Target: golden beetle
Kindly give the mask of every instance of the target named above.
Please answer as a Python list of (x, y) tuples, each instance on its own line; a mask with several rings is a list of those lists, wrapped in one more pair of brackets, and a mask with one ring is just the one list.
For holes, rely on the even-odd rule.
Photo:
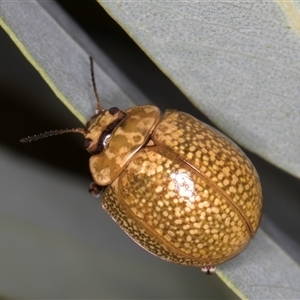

****************

WHAT YOU HAVE TO DO: In the data above, find the line containing "Please answer as", then output it and every later line exactly, without the pictures.

YOUR SOLUTION:
Please answer as a Python list of (x, y) tuples, each instance on its own line; a mask with several rings is a list of those lists, wrapped in one more pair of brackets, and a mask with one ring is just the one list.
For holes, rely on the even-odd rule.
Photo:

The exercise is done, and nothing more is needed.